* [Aim] Tally the lines in the listing below that contain the string "frame", and reply with that count alone.

Source data
::::
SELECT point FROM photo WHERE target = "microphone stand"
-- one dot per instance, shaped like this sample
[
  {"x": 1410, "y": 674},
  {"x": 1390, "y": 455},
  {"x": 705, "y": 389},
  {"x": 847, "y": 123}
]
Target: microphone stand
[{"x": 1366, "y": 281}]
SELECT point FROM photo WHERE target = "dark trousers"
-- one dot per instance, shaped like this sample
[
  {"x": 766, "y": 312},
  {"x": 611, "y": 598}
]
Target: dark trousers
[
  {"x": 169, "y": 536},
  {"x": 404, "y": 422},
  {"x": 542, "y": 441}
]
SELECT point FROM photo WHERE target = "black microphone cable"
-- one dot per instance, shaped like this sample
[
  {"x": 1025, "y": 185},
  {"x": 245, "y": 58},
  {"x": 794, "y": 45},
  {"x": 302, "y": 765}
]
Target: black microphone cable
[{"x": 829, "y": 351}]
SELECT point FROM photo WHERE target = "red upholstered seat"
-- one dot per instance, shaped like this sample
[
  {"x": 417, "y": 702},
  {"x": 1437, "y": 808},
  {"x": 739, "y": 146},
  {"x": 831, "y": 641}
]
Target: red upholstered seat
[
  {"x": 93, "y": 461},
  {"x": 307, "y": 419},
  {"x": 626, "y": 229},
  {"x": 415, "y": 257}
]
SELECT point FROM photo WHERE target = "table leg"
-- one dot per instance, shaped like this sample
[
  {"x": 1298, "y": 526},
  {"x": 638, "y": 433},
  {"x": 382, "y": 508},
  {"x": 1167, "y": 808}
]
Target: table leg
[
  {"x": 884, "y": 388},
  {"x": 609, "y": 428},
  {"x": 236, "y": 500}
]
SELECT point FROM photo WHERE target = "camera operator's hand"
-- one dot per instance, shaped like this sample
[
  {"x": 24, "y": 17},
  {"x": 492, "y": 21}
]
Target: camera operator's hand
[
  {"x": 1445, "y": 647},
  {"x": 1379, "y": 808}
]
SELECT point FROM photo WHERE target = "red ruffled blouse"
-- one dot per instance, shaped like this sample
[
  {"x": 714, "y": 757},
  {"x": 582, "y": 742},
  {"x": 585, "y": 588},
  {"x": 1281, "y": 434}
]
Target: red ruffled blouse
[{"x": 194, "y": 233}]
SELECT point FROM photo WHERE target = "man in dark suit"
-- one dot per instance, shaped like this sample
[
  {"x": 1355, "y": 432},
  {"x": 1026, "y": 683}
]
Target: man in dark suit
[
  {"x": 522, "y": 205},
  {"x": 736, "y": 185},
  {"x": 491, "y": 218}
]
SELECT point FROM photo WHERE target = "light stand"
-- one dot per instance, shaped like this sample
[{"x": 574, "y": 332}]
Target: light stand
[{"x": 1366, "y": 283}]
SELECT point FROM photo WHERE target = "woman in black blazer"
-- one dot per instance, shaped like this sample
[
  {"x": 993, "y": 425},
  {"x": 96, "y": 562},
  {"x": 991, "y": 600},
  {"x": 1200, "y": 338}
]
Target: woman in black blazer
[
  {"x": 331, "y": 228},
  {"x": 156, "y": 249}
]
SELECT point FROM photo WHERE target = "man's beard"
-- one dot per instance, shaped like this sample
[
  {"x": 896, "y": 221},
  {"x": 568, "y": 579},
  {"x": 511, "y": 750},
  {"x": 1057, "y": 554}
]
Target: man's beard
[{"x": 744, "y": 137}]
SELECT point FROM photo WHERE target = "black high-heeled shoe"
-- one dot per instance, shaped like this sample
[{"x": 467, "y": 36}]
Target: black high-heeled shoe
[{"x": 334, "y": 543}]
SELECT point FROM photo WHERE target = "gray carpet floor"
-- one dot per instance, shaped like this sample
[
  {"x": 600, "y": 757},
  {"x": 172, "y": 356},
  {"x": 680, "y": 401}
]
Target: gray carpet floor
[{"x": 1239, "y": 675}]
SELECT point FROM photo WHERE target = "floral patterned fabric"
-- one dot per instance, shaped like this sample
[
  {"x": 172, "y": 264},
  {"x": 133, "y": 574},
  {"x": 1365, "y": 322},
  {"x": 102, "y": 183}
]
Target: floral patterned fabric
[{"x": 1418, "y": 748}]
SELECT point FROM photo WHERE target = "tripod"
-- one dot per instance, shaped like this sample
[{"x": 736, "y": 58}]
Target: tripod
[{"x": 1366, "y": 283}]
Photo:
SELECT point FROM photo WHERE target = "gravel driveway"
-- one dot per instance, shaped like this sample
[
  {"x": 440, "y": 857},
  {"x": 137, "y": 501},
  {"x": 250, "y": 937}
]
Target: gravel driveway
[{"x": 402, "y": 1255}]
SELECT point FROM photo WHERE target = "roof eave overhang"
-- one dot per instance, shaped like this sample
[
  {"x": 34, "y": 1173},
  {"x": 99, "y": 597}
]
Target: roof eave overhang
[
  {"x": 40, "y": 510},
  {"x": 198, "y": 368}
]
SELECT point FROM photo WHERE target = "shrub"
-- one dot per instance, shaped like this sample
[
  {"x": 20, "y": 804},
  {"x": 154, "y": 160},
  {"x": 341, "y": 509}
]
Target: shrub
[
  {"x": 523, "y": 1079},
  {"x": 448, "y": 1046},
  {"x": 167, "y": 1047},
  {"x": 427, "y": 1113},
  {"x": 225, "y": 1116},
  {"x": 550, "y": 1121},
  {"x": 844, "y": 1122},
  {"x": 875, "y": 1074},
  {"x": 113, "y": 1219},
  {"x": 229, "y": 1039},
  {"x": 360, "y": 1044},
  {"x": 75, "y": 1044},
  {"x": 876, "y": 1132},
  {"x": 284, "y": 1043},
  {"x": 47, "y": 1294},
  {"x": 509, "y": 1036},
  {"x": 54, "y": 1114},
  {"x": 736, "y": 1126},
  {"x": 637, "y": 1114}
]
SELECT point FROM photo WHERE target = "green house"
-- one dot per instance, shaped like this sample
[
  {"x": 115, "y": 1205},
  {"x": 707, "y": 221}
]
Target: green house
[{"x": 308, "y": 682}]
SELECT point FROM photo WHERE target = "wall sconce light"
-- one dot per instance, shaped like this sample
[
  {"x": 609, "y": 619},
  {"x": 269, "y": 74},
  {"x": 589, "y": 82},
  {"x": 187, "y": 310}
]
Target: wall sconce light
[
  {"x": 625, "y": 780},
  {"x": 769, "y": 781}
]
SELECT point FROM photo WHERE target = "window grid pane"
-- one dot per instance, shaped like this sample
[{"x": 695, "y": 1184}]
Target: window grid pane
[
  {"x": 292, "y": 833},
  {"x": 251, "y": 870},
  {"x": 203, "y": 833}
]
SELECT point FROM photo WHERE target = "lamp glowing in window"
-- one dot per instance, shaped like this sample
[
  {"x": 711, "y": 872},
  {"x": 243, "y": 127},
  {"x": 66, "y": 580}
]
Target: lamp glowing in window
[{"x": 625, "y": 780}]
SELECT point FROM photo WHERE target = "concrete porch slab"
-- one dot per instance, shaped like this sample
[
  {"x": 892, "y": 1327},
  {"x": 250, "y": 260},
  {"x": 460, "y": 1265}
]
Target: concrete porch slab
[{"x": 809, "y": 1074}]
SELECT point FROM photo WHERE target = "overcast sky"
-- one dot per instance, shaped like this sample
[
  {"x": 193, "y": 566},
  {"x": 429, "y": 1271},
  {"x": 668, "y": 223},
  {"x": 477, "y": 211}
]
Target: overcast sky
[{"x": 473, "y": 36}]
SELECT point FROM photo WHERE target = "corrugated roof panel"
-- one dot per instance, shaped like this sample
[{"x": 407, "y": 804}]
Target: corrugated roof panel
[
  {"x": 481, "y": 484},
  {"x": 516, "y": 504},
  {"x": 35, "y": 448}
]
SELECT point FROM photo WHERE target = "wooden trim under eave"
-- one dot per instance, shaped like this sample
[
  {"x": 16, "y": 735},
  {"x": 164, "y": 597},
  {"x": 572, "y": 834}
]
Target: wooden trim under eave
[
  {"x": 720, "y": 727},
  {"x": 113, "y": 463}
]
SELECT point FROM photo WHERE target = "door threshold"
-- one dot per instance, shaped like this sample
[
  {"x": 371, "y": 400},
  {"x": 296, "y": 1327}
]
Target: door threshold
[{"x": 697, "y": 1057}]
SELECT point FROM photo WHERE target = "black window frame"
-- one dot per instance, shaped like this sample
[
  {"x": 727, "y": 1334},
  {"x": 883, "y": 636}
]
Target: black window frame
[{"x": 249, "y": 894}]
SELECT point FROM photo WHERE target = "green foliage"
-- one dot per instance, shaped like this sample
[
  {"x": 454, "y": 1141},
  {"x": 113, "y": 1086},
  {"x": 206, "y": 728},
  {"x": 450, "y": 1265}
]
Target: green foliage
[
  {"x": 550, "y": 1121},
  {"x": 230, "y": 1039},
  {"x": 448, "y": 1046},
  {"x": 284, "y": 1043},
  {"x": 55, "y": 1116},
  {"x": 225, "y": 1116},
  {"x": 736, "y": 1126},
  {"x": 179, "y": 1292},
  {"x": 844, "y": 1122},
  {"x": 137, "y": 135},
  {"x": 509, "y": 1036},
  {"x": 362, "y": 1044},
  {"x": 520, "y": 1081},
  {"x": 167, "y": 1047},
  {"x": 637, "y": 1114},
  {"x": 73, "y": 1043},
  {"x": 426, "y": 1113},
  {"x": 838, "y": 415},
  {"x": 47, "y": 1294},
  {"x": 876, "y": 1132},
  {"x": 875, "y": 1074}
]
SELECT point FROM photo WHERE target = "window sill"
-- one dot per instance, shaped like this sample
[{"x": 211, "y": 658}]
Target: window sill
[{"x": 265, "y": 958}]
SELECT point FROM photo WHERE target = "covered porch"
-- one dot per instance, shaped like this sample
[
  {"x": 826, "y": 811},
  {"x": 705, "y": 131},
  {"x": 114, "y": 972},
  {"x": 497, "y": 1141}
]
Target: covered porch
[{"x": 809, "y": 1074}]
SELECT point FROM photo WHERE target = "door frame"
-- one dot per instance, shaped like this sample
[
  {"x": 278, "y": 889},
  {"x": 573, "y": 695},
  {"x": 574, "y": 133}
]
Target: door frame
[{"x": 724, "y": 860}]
::::
* [Exercise answer] 4